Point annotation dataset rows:
---*---
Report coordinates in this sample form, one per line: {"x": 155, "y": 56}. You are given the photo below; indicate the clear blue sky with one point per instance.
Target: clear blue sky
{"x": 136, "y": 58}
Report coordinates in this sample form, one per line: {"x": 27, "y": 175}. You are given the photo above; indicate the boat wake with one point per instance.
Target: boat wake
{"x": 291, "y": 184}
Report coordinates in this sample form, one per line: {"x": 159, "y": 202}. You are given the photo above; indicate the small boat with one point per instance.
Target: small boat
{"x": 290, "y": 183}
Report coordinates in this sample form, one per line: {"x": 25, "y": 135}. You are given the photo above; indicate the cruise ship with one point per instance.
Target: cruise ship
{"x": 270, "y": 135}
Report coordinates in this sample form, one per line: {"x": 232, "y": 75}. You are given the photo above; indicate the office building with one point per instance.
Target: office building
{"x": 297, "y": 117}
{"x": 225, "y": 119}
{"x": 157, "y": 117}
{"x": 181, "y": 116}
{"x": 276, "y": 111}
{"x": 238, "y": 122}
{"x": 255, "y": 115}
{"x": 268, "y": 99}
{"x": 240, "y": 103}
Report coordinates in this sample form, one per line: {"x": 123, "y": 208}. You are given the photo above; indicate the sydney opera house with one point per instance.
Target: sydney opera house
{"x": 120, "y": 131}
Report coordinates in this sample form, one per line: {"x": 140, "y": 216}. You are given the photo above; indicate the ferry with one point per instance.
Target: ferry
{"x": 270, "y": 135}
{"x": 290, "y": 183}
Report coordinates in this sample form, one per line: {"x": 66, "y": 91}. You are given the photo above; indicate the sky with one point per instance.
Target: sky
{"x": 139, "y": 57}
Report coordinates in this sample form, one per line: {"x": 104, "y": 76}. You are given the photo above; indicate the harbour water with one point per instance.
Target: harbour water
---*---
Rewrite every row above, substituting "a single point for each instance" for each "one point per instance" and changing nothing else.

Report coordinates in this sample form, one per line: {"x": 155, "y": 56}. You are given the photo below; indicate the clear blue sky with a single point for each instance.
Target: clear blue sky
{"x": 136, "y": 58}
Report coordinates in this sample form, one per line: {"x": 27, "y": 175}. You are given the photo above; indicate the boat wake with a single point for each instance.
Target: boat wake
{"x": 291, "y": 184}
Report coordinates in this sample form, one per line: {"x": 159, "y": 202}. You are given the photo above; indicate the small boat with a single point for each instance.
Target: small boat
{"x": 290, "y": 183}
Report coordinates in this sample form, one per line: {"x": 25, "y": 135}. You are given the photo above; indicate the cruise ship with a single point for each instance.
Target: cruise ship
{"x": 270, "y": 135}
Report coordinates in this sample form, one per line: {"x": 232, "y": 75}. You are given the photo above; indicate the office building with a single point for each instance.
Target: office building
{"x": 297, "y": 117}
{"x": 225, "y": 119}
{"x": 157, "y": 117}
{"x": 181, "y": 116}
{"x": 276, "y": 111}
{"x": 238, "y": 122}
{"x": 255, "y": 115}
{"x": 268, "y": 99}
{"x": 240, "y": 103}
Report coordinates in this sample form, one per line: {"x": 123, "y": 208}. You are given the photo above; indicate the sydney opera house with a single point for each instance.
Target: sydney opera house
{"x": 120, "y": 131}
Report coordinates in this sample form, one per line: {"x": 140, "y": 216}. You are given the photo above; indicate the ferry with a single point for each instance.
Target: ferry
{"x": 270, "y": 135}
{"x": 290, "y": 183}
Report coordinates in this sample form, one per line: {"x": 66, "y": 91}. You are given the photo above; indicate the sky with a single point for each instance.
Target: sky
{"x": 139, "y": 57}
Report coordinates in this sample form, one per line: {"x": 104, "y": 76}. You are given the photo above; indicate the harbour water with a single point for each instance.
Target: harbour water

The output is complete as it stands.